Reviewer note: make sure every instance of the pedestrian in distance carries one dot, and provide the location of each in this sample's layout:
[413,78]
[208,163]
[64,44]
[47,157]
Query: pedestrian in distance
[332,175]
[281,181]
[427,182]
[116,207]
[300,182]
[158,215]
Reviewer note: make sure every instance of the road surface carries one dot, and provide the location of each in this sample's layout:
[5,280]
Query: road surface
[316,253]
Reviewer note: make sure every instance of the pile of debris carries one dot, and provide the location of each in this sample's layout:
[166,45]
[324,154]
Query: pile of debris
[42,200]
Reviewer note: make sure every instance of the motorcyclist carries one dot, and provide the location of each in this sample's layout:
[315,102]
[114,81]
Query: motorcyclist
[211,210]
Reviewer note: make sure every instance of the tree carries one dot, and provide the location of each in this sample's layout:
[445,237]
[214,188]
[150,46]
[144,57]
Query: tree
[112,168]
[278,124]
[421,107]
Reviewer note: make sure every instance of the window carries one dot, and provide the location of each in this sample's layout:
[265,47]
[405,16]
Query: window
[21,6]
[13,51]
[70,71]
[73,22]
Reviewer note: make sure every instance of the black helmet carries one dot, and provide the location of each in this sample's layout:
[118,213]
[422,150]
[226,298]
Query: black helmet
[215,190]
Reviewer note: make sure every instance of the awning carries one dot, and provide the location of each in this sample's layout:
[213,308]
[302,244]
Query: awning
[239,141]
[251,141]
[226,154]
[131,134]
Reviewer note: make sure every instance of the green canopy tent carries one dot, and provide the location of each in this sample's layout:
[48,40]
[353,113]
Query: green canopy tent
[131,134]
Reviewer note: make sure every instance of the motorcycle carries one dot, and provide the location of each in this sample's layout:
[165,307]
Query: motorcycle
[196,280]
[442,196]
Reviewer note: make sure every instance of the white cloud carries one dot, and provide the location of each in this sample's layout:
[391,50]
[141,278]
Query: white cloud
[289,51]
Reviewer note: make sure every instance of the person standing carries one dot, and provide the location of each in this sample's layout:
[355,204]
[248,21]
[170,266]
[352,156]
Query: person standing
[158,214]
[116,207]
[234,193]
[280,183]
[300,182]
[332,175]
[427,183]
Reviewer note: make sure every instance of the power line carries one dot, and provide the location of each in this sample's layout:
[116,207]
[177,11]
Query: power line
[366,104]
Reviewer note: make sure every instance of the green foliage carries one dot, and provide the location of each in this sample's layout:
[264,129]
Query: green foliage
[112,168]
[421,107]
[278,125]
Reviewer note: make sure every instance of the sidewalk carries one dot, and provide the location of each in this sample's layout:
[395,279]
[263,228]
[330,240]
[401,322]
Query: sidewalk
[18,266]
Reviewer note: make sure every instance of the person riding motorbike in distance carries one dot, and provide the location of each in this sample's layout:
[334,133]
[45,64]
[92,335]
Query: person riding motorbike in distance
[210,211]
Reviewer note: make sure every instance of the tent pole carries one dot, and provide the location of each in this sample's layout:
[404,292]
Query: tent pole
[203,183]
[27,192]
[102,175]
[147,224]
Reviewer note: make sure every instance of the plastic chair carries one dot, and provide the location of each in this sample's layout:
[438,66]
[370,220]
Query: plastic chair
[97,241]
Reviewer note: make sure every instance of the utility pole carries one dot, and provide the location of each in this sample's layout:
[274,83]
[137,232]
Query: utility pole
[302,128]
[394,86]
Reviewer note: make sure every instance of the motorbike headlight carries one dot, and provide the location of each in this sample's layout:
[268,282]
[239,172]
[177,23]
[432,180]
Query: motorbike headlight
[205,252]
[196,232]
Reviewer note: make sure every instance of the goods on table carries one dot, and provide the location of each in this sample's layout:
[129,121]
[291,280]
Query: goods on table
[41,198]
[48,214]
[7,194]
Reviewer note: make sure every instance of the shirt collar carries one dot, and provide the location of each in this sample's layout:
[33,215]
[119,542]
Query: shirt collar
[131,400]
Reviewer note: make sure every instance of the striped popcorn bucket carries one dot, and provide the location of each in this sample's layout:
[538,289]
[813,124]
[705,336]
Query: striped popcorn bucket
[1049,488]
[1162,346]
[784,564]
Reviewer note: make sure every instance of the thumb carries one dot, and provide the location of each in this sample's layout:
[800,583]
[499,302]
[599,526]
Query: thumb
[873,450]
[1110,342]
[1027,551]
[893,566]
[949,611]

- - - -

# WHAT THE EXERCISE ASKS
Could you reproduce all of the data above verbatim, line for line, changing nothing?

# FINISHED EXERCISE
Reviewer note: make sure every instance of the pedestrian in distance carries one dot, and provide the location of each in this sample's layout:
[413,78]
[208,163]
[64,44]
[47,157]
Query: pedestrian in distance
[332,175]
[281,181]
[427,182]
[116,207]
[300,182]
[158,215]
Reviewer note: make sure every instance of the road surface carries one dot, and provide the location of each in this sample's layout:
[5,280]
Query: road surface
[316,253]
Reviewer note: make sure every instance of the pile of debris carries one dot, and provide the location of each in this sample's layout:
[166,45]
[324,154]
Query: pile of debris
[42,200]
Reviewer note: make sure every instance of the motorcyclist carries one dot, and provide the location of each in this sample's layout:
[315,102]
[114,81]
Query: motorcyclist
[211,210]
Reviewer note: make sure every instance of the tree carries one dot, and provide the location of each in this sample's layout:
[445,237]
[214,188]
[150,46]
[144,57]
Query: tree
[112,168]
[278,124]
[421,107]
Reviewer note: make sure every instance of the window carries one dot, and provide the location of each in this sample's layout:
[265,47]
[405,16]
Query: window
[21,6]
[13,51]
[70,71]
[73,22]
Reviewer note: make sure every instance of the black helmet carries one dot, and provide the location of each in this sample's layout:
[118,213]
[422,150]
[226,298]
Query: black helmet
[215,190]
Reviewer note: make sure every instance of the awning carries one dot, and provide the location of each in this sample's layout:
[213,308]
[302,244]
Query: awning
[239,141]
[251,141]
[226,154]
[131,134]
Reviewer note: make sure every instance of the green canopy tent carries one dot, and provide the location of each in this sample's layout:
[48,40]
[353,113]
Query: green canopy tent
[131,134]
Reviewer note: make sure every instance of the motorcycle carries one dot, and provide the location of each in this sample's layout:
[165,307]
Query: motorcycle
[196,280]
[442,196]
Reviewer note: make sure every instance of the white cloud carries one dot, and provide the location of each in this sample's layout:
[391,50]
[141,278]
Query: white cloud
[289,51]
Reviewer note: make sure every instance of the person standing carries one dot, and provide the location of each in this sample's layout:
[355,204]
[248,21]
[170,266]
[352,156]
Query: person standing
[158,214]
[116,207]
[234,193]
[280,183]
[300,182]
[332,175]
[427,183]
Reviewer note: make sure every instance of the power line carries one dot, and provide the location of each in this sample's layout:
[116,207]
[177,11]
Query: power line
[366,104]
Reviewer note: make sure every instance of the green foliage carries one dot, and provide the location of each in this sample's layout:
[264,129]
Query: green foliage
[112,168]
[421,107]
[278,125]
Reviewer note: make sure every instance of the sidewalk carries one dot, and provide the location of each in this sample's layout:
[395,279]
[263,228]
[330,240]
[401,322]
Query: sidewalk
[18,266]
Reviewer note: make sure every instance of the person riding motorbike in distance carries one dot, and provide the location of each in this sample's layout:
[334,133]
[45,64]
[92,335]
Query: person riding motorbike in distance
[210,211]
Reviewer note: make sure every instance of the tent pole carries one dot, and provide the location of each in this sample's layout:
[404,292]
Query: tent pole
[203,183]
[27,192]
[102,175]
[147,224]
Reviewer note: make sure every instance of the plastic chair carries one dot, and provide the location of each in this sample's layout:
[438,66]
[370,220]
Query: plastic chair
[97,241]
Reviewer note: make sure every instance of the utility pole carries one dot, and provide the location of each in this sample's layout:
[274,83]
[137,232]
Query: utility pole
[302,128]
[394,86]
Reviewer note: make sure every instance of the motorbike headlight carries one dot, and provide the location of each in this sample's layout:
[268,282]
[239,172]
[177,23]
[432,180]
Query: motorbike headlight
[205,252]
[196,232]
Reviewer note: make sure every instance of the goods on table carries one dot, and provide the location of each in this sample's layout:
[129,121]
[291,280]
Query: goods on table
[41,198]
[48,214]
[7,194]
Reviewer note: make sure every instance of the shirt collar carries one dot, and provide the location of each in this sample's layout:
[33,215]
[119,542]
Query: shirt collar
[131,400]
Reviewer note: make sure every instance of the striped popcorn bucket carries one dot, and provide the location of each in this sample's layout:
[538,289]
[813,124]
[705,336]
Query: striped popcorn bucket
[1049,488]
[1162,346]
[784,564]
Reviewer note: make sure every instance of the thumb carries one dot, and provide the location of each in this sample's layout:
[800,583]
[499,302]
[599,526]
Query: thumb
[873,450]
[1110,342]
[1027,551]
[893,566]
[949,611]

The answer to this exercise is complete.